Exercise task => Transcribe all the records with complete accuracy.

★ ★ ★ ★

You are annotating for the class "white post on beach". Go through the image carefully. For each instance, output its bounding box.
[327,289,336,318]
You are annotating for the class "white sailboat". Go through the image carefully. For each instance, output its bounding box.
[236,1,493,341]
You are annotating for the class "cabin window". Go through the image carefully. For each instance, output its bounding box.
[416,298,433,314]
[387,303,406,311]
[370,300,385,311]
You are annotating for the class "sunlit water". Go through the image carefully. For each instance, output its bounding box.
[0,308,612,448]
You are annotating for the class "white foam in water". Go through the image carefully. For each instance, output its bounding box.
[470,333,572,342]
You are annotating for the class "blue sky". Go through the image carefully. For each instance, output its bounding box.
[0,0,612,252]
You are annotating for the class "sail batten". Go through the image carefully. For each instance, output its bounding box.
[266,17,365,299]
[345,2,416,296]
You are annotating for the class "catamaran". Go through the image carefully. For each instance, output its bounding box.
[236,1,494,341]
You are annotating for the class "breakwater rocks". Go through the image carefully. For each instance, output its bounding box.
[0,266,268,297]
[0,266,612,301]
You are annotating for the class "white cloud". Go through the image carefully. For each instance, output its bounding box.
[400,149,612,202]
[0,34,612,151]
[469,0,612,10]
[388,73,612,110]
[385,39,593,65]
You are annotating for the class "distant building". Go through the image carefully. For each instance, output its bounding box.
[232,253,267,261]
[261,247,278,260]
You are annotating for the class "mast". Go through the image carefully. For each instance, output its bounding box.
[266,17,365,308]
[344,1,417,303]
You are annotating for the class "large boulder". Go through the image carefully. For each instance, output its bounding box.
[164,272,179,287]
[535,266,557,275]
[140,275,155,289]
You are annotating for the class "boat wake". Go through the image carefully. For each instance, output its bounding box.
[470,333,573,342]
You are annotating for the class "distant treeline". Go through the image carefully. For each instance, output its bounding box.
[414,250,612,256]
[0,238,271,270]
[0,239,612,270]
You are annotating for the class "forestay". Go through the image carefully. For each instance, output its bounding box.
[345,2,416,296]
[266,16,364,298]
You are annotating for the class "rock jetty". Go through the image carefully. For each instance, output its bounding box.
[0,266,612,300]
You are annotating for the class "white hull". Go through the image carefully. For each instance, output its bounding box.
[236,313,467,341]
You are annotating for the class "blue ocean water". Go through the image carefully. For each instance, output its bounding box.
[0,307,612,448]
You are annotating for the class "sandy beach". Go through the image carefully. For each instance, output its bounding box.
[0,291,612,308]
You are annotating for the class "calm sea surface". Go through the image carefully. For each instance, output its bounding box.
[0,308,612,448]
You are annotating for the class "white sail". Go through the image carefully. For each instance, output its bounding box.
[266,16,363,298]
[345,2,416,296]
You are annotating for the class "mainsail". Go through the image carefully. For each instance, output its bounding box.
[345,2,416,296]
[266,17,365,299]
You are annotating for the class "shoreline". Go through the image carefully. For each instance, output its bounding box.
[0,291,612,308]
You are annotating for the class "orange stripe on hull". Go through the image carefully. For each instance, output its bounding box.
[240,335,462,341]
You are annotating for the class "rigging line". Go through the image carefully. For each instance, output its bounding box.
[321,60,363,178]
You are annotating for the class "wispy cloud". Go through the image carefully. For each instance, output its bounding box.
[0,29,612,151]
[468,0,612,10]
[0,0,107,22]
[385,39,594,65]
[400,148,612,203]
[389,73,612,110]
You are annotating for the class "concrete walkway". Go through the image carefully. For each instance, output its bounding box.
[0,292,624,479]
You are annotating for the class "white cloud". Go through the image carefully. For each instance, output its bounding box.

★ ★ ★ ★

Complete answer =>
You are annotating for the class "white post on beach". Go through the image carefully. For each instance, output its bounding box.
[327,289,336,318]
You are annotating for the class "white sailboat". Go through the image carefully. For each instance, output its bounding box.
[236,1,493,341]
You are annotating for the class "cabin window". Go through the image carefully. For each instance, output its bounding box.
[416,298,433,314]
[387,303,406,311]
[370,300,385,311]
You are annotating for the class "sunlit water". Go through the image carefully. For each instance, output its bounding box.
[0,308,612,448]
You are annotating for the class "white foam in water". Go through the image carefully. For each instance, output its bounding box.
[470,333,572,342]
You are annotating for the class "blue sky". Go through the image carefully. For each instance, output its bounding box.
[0,0,612,252]
You are annotating for the class "sail batten". Go through the image carefully. For each instance, output its bounding box.
[266,17,365,299]
[345,2,416,296]
You are annotating for the class "catamaran". Go through the image carefully. For each instance, output its bounding box.
[236,1,494,341]
You are annotating for the class "breakwater rocks". Go through the image carefully. For each instance, output its bounding box.
[0,266,268,297]
[0,266,612,301]
You are annotating for the class "white cloud". Go through the image carefully. For each instance, output its bounding box.
[400,149,612,202]
[0,34,612,151]
[469,0,612,10]
[388,73,612,110]
[385,39,593,65]
You are annotating for the class "distant building". Go through the image carefully. For each instance, output its bounding box.
[232,253,267,261]
[261,247,278,260]
You are annotating for the class "mast". Go through the image carefully. For each instance, output its bounding box.
[266,17,365,308]
[344,1,417,303]
You are annotating for the class "large boulder". Go through the image carefully. For each instance, output its bounding box.
[164,272,179,287]
[535,266,557,275]
[140,275,155,289]
You are annotating for the class "boat wake". Go through the image carefully. For each instance, output its bounding box.
[470,333,573,342]
You are annotating for the class "distant treeline". Go through the image carefully. For each instance, output its bounding box.
[414,250,612,256]
[0,238,271,270]
[0,239,612,270]
You are annotating for the class "forestay". Go through the image carefully. For each instance, output its bounding box.
[345,2,416,296]
[266,16,364,298]
You are annotating for the class "rock jetty". Go through the image carefully. For each instance, output its bounding box.
[0,266,612,300]
You are annotating for the class "white hull". Go through the image carefully. For each instance, output its bounding box.
[236,313,467,341]
You are annotating for the class "blue ocean water". Go through the image carefully. For each instance, output its bounding box.
[0,307,612,448]
You are annotating for the class "sandy beach". Go through the image carefully. For each instance, output its bounding box.
[0,291,612,308]
You are annotating for the class "calm sea surface". Go through the image carefully. For each instance, output its bounding box.
[0,308,612,448]
You are annotating for the class "white sail". Go through the image carefully. For each instance, output its bounding box.
[266,16,363,298]
[345,2,416,296]
You are annotating for the class "mainsail". Go through the image carefully. For each instance, output its bounding box.
[345,2,416,296]
[266,17,365,299]
You are annotating for the class "shoreline". Go through the image carefully. For each instance, output its bounding box.
[0,291,612,308]
You are annotating for the class "orange stripe on hull". Go through the image carefully. For each instance, output its bounding box.
[240,335,462,341]
You are annotating for the class "rigging line". Go through the image carefully. For each instance, output its bounding box.
[321,60,363,178]
You are annotating for the class "wispy cloud". Go through the image carefully. For each instance, output its bounding box.
[0,29,612,151]
[468,0,612,10]
[0,0,107,22]
[385,39,594,65]
[400,148,612,203]
[389,73,612,110]
You are annotating for the class "concrete walkway". Go through the image carefully. For each instance, output its bounding box.
[0,292,624,479]
You are annotating for the class "white cloud". Go through the image carefully. For each instance, output its bounding box.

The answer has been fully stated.